Given passage:
'''

Malone implores us all to repent

Things have changed. We’ve moved on from the tired repetitive conformity of having a summer in July. This is the age of Aquarius after all, summer is so last century…holding us back with its scantily clad frivolity. Summer was that two weeks in May and it was nice wasn’t it. If we are good and eat all our greens we might get another two weeks of turning the radiators off in August. If we are good. Collectively.

While the majority of us have largely been good…clearly there’s some of you that have been naughty. Some of you aren’t rinsing out your jam jars when you chuck them in the recycling are you? Some of you aren’t even recycling. And some of you think recycling is when you have to go back up the way you came on your Raleigh. Some of you are not saying thanks to the bus driver (yes you’ve paid him to do his job, but it’s basic politeness).

“Please can everyone call their mums and do the recycling”

'''

Dataset rows on where objects appear:
'''

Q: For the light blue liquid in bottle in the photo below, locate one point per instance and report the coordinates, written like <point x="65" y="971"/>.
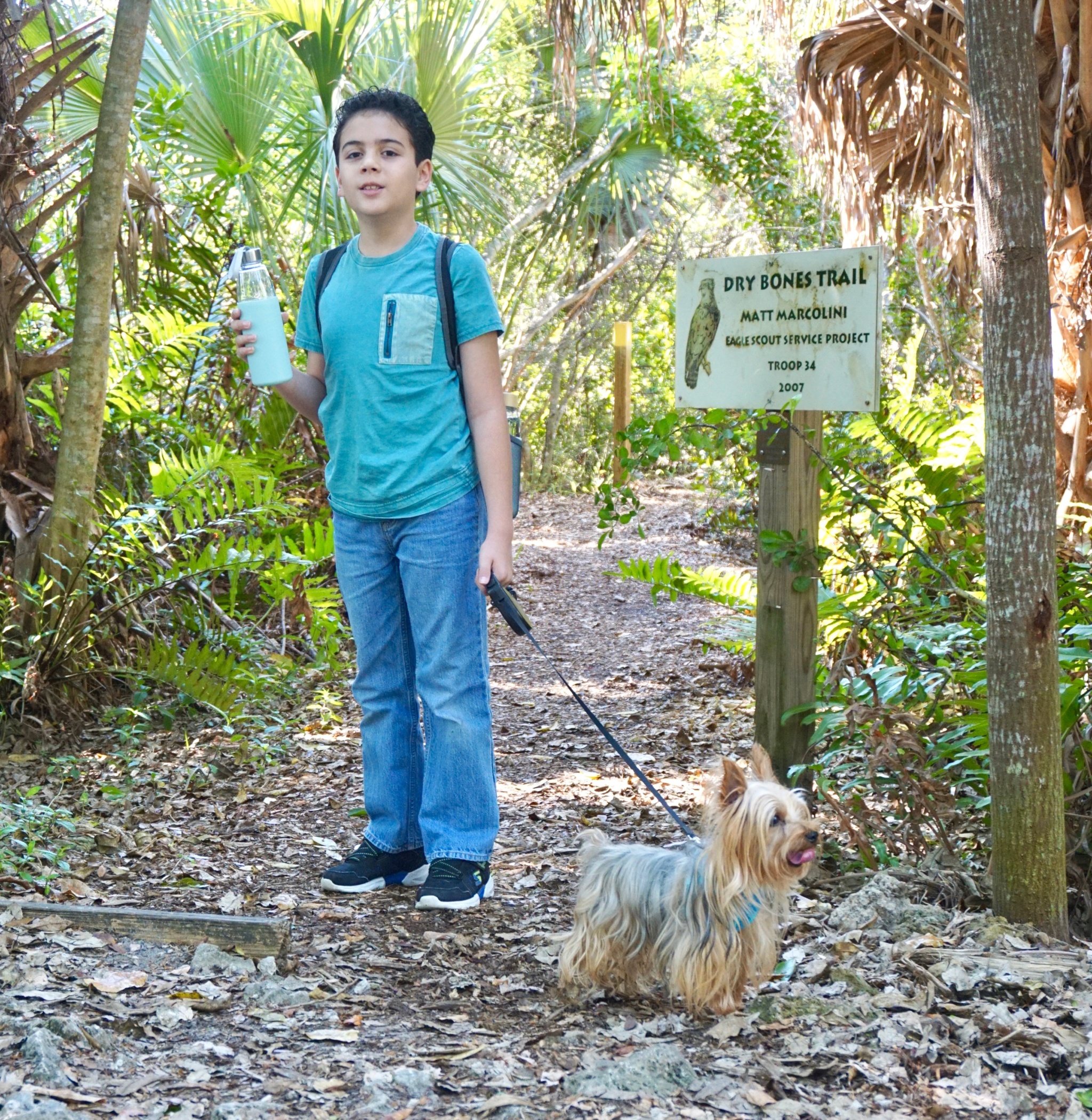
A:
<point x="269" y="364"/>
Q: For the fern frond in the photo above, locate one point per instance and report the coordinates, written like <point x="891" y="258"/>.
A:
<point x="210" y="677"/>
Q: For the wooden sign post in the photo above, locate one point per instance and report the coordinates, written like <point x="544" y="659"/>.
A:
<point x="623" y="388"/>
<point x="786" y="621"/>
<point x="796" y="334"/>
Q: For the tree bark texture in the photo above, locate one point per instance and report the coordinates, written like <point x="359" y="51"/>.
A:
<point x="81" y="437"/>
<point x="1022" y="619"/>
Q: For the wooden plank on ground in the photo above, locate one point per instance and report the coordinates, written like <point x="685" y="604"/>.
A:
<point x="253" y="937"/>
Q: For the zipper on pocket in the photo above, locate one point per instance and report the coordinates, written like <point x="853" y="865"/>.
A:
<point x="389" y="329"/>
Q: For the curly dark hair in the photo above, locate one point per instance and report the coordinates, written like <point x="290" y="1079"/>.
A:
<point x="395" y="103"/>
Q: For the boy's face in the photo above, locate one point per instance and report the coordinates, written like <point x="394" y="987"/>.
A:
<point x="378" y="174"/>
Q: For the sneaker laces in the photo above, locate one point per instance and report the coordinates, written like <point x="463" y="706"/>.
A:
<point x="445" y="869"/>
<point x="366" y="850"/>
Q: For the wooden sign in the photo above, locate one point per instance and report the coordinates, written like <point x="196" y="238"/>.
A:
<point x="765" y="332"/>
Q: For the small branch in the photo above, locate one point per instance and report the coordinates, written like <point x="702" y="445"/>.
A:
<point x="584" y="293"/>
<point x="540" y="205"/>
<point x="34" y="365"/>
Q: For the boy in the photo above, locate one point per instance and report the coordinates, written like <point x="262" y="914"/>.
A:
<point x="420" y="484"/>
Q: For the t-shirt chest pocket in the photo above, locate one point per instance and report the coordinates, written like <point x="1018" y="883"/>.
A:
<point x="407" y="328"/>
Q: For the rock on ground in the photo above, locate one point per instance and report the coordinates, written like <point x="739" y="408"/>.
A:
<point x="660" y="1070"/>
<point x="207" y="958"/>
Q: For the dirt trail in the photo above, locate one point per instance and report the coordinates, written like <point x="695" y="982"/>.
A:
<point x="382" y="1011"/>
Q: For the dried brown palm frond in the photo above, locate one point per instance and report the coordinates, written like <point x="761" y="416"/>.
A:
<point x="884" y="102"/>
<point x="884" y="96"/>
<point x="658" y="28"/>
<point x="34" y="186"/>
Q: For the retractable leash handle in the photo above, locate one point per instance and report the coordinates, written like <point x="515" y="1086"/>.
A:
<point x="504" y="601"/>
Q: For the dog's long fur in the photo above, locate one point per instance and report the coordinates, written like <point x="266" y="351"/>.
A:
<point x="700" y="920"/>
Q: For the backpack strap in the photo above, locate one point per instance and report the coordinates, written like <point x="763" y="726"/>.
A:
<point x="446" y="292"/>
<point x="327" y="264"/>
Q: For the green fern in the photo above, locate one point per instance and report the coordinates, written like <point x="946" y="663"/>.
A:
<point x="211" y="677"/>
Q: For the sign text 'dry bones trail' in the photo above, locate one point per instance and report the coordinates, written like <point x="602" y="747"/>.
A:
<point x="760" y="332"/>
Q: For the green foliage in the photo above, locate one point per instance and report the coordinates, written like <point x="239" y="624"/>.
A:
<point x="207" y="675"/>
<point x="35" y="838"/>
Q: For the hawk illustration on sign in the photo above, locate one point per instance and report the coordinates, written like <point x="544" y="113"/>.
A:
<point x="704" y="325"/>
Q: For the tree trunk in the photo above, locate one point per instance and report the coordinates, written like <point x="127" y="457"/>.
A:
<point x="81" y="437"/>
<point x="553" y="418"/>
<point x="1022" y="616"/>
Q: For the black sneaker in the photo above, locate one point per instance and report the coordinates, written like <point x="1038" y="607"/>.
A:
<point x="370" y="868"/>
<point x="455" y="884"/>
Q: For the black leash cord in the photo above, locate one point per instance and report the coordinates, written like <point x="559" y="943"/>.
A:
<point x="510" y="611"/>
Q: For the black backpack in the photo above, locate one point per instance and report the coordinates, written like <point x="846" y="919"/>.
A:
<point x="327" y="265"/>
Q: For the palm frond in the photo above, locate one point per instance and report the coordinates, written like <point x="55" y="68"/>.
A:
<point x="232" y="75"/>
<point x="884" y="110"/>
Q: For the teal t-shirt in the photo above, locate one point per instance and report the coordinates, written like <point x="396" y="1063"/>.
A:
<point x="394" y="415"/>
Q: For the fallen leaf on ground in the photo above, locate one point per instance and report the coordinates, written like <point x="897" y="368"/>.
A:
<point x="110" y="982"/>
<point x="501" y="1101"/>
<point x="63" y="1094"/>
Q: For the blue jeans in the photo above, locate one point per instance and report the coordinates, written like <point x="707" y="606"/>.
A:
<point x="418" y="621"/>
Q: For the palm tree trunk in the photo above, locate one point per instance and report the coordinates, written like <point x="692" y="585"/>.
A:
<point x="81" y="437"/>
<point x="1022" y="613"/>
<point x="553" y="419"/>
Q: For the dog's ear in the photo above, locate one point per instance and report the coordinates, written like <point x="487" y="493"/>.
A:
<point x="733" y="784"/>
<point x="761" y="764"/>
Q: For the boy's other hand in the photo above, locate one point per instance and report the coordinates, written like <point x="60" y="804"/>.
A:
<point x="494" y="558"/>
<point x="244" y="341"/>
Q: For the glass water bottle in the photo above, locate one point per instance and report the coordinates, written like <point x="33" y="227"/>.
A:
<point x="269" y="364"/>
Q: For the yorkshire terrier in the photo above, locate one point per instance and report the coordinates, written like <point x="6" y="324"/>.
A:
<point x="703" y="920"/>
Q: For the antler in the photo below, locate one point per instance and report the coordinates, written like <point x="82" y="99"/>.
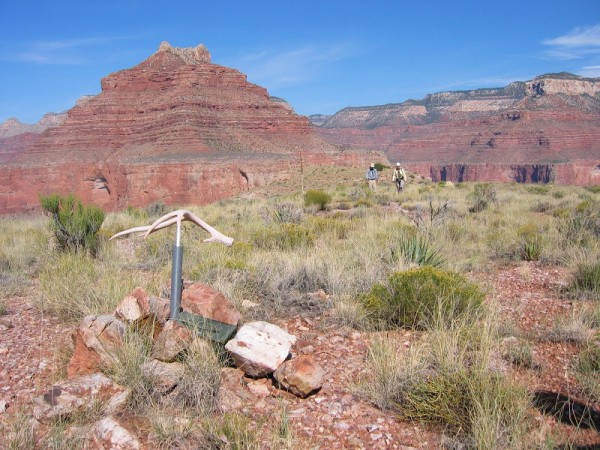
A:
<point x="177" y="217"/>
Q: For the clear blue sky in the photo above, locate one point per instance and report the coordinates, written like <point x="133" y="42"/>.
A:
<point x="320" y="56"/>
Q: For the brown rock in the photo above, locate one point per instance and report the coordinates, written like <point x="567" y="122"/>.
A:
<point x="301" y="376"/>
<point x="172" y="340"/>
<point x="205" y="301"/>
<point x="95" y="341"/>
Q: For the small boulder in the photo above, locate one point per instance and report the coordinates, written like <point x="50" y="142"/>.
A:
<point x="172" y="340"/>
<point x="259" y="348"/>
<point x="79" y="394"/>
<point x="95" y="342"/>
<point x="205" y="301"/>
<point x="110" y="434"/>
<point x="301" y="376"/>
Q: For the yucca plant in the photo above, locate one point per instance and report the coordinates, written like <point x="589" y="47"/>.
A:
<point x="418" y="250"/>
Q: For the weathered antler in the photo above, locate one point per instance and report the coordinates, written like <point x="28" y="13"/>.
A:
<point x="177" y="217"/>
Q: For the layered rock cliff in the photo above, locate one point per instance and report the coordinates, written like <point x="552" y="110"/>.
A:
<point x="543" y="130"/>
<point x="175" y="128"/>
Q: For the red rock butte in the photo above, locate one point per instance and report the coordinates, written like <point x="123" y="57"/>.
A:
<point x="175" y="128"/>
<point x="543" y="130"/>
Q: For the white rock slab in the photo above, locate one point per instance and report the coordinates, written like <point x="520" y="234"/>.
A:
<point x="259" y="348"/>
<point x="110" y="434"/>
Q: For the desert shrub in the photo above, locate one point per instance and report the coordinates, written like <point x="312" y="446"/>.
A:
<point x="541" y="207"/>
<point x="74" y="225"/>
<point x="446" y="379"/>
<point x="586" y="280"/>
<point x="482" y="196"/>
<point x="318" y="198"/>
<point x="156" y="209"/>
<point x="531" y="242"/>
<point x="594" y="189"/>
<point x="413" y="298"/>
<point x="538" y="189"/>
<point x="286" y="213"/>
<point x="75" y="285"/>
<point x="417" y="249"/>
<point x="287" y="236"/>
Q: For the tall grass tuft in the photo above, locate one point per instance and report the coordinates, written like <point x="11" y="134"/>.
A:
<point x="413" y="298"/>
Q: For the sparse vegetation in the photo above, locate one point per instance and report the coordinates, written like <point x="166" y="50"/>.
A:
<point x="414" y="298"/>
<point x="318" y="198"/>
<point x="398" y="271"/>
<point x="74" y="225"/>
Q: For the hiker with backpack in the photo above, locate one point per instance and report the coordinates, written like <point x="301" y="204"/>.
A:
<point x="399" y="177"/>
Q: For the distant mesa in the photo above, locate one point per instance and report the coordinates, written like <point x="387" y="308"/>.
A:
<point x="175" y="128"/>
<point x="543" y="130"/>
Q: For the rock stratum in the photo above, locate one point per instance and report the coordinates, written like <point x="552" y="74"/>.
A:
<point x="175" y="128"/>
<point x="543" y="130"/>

'''
'''

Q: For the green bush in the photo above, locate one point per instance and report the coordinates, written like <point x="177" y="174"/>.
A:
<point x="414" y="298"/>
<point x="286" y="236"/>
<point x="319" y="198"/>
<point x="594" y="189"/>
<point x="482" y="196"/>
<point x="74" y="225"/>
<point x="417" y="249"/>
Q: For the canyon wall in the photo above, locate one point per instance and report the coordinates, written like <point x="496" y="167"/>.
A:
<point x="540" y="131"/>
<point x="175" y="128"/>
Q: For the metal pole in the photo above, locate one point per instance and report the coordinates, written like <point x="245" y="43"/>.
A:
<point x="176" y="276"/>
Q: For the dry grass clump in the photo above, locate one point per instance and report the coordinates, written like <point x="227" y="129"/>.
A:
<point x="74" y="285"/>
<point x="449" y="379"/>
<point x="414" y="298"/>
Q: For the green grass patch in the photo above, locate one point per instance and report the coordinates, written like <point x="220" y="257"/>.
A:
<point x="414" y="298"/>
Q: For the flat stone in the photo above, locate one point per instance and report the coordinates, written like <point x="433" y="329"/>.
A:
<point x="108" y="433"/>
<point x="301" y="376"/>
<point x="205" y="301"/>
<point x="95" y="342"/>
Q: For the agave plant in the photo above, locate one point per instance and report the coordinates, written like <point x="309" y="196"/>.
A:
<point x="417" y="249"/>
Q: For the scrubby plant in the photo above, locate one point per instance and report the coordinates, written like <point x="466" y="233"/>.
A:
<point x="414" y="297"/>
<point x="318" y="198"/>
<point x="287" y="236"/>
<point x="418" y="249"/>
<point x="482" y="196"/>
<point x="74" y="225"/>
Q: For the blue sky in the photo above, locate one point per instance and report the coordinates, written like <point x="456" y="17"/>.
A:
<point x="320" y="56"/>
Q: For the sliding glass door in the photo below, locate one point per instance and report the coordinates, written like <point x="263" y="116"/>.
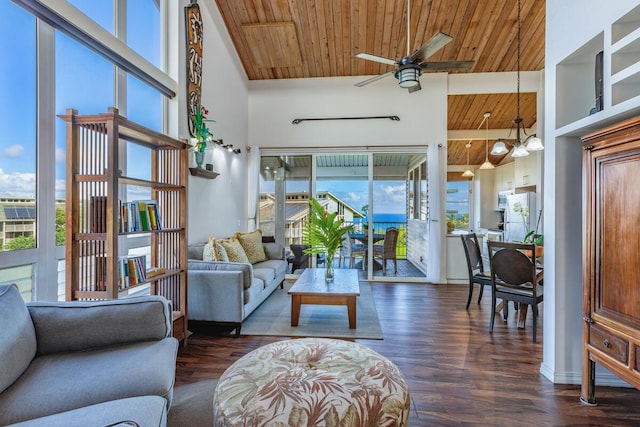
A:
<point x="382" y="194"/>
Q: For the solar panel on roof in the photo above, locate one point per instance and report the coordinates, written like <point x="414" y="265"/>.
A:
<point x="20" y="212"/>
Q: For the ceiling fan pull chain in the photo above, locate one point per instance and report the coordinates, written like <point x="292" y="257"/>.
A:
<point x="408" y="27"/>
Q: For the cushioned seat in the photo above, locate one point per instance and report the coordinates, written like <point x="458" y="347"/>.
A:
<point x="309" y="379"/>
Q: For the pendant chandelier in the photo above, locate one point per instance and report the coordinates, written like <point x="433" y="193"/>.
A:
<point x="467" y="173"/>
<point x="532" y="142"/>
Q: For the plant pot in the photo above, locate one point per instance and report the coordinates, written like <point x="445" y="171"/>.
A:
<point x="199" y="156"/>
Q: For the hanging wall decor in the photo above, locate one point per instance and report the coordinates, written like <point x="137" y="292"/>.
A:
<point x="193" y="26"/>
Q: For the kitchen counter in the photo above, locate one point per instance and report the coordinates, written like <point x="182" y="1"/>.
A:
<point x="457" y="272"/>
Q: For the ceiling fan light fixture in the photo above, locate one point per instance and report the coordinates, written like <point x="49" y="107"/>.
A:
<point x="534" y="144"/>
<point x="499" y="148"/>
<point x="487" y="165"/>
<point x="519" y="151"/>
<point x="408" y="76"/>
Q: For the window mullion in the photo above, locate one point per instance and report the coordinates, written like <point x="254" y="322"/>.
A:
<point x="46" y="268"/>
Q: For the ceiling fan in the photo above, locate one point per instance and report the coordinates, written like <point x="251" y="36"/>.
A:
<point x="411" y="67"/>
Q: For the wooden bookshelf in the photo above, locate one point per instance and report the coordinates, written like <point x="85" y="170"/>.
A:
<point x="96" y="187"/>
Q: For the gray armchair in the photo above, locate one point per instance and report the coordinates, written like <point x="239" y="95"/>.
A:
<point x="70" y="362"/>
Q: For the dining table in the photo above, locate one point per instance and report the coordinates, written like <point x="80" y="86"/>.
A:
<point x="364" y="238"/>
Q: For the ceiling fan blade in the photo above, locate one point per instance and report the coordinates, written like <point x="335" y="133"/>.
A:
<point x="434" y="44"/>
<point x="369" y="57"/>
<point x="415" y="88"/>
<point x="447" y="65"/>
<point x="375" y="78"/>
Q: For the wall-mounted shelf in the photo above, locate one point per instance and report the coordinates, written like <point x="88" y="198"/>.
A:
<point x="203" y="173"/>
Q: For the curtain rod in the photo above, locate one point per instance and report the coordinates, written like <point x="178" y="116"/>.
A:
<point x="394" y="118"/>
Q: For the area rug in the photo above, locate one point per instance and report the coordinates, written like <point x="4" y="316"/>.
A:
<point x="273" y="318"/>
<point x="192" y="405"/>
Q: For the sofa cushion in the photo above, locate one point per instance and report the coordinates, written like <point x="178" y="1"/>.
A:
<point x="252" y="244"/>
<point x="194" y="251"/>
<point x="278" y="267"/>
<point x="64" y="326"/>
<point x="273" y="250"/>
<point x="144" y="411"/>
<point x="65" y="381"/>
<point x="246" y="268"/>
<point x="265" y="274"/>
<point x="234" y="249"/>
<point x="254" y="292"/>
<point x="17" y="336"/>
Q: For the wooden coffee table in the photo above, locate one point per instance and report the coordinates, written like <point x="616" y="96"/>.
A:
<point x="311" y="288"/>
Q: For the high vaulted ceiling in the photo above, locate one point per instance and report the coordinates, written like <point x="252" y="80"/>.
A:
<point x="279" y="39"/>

'''

Task requirements:
[1] From the summer passage, output the stretch from "Things have changed." through "it’s basic politeness)." word for word.
[2] Render this sentence from the summer passage in Spanish: "We’ve moved on from the tired repetitive conformity of having a summer in July."
[3] According to the summer passage, in which month did the two weeks of summer fall?

Task answers:
[1]
Things have changed. We’ve moved on from the tired repetitive conformity of having a summer in July. This is the age of Aquarius after all, summer is so last century…holding us back with its scantily clad frivolity. Summer was that two weeks in May and it was nice wasn’t it. If we are good and eat all our greens we might get another two weeks of turning the radiators off in August. If we are good. Collectively.

While the majority of us have largely been good…clearly there’s some of you that have been naughty. Some of you aren’t rinsing out your jam jars when you chuck them in the recycling are you? Some of you aren’t even recycling. And some of you think recycling is when you have to go back up the way you came on your Raleigh. Some of you are not saying thanks to the bus driver (yes you’ve paid him to do his job, but it’s basic politeness).

[2] Hemos dejado atrás la cansada y repetitiva conformidad de tener un verano en julio.

[3] May.